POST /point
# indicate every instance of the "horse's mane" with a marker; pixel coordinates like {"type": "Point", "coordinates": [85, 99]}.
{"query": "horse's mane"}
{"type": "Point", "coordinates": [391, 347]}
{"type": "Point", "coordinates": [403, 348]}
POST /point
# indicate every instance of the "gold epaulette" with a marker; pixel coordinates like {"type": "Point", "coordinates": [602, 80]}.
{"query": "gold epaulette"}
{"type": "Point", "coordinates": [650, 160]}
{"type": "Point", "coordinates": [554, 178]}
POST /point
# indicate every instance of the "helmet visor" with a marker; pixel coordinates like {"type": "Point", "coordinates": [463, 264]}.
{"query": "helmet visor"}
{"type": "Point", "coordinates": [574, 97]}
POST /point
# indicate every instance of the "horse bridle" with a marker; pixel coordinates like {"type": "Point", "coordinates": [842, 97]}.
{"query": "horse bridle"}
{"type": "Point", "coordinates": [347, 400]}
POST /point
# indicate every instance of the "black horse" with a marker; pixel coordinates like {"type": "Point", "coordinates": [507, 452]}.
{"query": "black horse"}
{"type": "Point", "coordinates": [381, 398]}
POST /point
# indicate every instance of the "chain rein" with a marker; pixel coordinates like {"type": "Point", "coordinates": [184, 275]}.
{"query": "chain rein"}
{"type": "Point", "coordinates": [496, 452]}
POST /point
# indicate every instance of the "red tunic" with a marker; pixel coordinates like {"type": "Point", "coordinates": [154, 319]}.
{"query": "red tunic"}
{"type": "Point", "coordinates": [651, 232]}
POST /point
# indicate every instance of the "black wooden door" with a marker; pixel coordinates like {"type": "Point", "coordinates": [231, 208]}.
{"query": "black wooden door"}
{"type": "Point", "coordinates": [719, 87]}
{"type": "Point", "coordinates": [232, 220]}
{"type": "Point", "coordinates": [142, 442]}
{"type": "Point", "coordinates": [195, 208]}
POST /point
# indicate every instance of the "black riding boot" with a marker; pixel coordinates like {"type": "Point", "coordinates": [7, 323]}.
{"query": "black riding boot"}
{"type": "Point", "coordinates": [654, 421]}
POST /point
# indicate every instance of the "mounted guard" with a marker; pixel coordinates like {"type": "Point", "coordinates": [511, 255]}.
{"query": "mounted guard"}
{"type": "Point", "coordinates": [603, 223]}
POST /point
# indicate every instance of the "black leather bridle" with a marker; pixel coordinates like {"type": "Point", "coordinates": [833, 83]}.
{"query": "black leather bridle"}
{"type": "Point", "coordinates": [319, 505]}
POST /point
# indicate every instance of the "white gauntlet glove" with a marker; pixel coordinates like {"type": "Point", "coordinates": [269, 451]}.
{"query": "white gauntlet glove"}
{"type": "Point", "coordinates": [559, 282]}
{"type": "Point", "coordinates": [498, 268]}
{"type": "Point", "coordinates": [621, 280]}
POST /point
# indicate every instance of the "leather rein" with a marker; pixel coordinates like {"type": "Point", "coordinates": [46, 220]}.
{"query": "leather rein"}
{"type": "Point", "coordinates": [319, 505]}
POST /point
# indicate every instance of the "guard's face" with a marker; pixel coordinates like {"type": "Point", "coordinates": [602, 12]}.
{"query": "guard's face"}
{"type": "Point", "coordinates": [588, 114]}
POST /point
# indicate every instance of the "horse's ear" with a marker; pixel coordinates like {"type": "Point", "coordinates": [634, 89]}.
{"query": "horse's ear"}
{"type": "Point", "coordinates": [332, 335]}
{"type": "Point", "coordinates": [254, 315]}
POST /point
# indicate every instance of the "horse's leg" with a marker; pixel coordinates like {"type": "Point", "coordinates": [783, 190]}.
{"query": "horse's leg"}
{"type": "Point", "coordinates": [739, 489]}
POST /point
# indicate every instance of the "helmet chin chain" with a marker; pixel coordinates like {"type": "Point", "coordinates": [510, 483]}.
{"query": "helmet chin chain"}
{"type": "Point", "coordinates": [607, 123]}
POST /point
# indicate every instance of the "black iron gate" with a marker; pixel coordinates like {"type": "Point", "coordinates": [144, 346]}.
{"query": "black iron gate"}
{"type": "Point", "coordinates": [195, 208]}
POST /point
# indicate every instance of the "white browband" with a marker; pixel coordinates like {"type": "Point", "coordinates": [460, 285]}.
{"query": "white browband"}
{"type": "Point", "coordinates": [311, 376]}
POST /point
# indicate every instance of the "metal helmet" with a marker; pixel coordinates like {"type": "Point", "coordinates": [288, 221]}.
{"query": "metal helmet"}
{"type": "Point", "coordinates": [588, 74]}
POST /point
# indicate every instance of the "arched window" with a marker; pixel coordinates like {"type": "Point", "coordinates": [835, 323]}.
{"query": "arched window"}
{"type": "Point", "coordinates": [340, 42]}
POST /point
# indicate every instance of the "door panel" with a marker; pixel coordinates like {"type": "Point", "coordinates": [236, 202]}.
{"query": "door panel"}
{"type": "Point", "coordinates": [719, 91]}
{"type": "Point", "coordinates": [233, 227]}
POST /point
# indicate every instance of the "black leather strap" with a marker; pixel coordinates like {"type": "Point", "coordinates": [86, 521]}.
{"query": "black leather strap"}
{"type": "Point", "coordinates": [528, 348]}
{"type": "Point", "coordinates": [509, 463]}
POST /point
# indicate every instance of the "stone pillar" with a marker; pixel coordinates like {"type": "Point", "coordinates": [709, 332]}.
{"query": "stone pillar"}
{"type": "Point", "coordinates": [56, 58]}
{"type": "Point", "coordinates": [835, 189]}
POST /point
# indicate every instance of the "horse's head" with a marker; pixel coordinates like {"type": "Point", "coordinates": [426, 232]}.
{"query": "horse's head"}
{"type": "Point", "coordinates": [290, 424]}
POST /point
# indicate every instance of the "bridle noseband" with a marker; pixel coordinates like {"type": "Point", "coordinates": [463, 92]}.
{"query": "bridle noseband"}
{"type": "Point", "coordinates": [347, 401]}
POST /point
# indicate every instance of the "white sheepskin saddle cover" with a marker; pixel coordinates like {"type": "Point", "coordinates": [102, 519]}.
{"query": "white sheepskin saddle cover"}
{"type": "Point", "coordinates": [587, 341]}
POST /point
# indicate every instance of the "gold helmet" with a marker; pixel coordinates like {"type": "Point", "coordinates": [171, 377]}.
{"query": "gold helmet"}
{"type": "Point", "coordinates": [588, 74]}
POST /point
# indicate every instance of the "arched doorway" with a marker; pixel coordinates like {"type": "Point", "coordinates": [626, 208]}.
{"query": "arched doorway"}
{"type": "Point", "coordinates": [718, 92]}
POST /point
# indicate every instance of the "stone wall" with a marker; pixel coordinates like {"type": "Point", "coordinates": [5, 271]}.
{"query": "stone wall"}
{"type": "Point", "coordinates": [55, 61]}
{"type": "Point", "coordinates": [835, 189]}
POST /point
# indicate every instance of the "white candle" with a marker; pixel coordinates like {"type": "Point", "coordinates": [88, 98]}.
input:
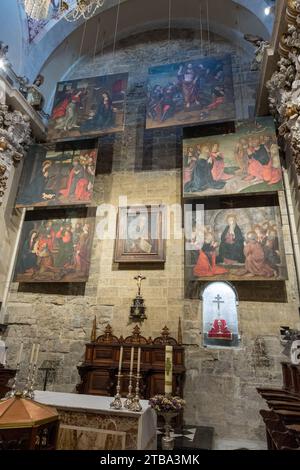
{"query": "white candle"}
{"type": "Point", "coordinates": [32, 354]}
{"type": "Point", "coordinates": [20, 353]}
{"type": "Point", "coordinates": [37, 353]}
{"type": "Point", "coordinates": [120, 360]}
{"type": "Point", "coordinates": [139, 362]}
{"type": "Point", "coordinates": [131, 360]}
{"type": "Point", "coordinates": [168, 369]}
{"type": "Point", "coordinates": [5, 357]}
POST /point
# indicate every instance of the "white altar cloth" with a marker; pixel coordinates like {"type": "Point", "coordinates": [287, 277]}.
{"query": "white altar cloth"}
{"type": "Point", "coordinates": [83, 412]}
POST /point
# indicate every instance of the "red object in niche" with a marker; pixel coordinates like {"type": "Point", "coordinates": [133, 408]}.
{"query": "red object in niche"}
{"type": "Point", "coordinates": [220, 330]}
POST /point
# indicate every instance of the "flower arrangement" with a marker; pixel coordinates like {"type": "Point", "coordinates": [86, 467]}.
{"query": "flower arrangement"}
{"type": "Point", "coordinates": [166, 403]}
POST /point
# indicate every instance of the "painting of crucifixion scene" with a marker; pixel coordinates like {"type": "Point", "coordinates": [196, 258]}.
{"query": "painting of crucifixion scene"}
{"type": "Point", "coordinates": [236, 244]}
{"type": "Point", "coordinates": [246, 161]}
{"type": "Point", "coordinates": [88, 107]}
{"type": "Point", "coordinates": [55, 248]}
{"type": "Point", "coordinates": [57, 178]}
{"type": "Point", "coordinates": [196, 91]}
{"type": "Point", "coordinates": [220, 316]}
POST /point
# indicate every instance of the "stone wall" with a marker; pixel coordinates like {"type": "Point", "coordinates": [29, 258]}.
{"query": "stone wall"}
{"type": "Point", "coordinates": [145, 167]}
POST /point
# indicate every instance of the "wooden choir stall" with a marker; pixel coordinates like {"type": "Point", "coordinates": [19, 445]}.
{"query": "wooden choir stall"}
{"type": "Point", "coordinates": [99, 371]}
{"type": "Point", "coordinates": [283, 419]}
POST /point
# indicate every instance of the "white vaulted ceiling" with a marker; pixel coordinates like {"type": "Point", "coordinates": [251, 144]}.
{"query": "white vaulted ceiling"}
{"type": "Point", "coordinates": [56, 50]}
---
§ GIVEN EXERCISE
List every line in the records that contains the word "candle", with case counting.

§ TASK ANSWER
# indicate every instance of the "white candle" with a marker; pixel coordinates like {"type": "Point", "coordinates": [88, 98]}.
{"query": "white candle"}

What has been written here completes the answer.